> What to work on
List every line of the entries below that contains the string "edge".

[Data extracted from a collection]
::::::::
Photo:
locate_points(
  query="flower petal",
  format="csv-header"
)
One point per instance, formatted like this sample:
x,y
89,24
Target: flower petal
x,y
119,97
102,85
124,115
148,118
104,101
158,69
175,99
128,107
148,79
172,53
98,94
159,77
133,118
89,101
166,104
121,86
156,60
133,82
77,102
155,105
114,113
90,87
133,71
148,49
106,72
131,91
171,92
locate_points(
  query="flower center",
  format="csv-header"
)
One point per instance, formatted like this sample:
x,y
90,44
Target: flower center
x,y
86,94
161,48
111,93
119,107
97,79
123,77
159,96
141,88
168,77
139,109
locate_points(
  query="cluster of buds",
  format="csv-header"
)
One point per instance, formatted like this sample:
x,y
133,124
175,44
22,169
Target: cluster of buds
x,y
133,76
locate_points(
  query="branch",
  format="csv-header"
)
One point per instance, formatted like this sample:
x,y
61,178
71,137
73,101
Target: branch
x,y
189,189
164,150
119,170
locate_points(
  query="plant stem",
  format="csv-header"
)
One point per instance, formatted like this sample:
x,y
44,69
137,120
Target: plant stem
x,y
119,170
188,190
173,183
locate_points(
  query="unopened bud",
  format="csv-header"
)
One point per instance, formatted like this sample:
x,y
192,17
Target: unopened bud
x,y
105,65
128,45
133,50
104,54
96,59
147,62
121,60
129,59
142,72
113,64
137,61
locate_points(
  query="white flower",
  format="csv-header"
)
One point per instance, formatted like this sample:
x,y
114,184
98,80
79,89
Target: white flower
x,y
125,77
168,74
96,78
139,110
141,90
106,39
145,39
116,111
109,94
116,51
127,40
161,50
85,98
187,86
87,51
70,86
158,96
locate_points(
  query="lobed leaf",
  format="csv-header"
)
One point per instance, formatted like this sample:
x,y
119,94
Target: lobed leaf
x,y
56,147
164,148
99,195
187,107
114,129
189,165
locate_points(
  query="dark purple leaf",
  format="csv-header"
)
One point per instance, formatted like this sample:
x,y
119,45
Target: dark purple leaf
::::::::
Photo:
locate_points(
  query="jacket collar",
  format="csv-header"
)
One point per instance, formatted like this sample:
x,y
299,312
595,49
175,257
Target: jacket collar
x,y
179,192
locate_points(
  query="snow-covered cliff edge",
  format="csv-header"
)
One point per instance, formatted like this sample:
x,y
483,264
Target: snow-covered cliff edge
::::::::
> Worked solution
  query="snow-covered cliff edge",
Target: snow-covered cliff edge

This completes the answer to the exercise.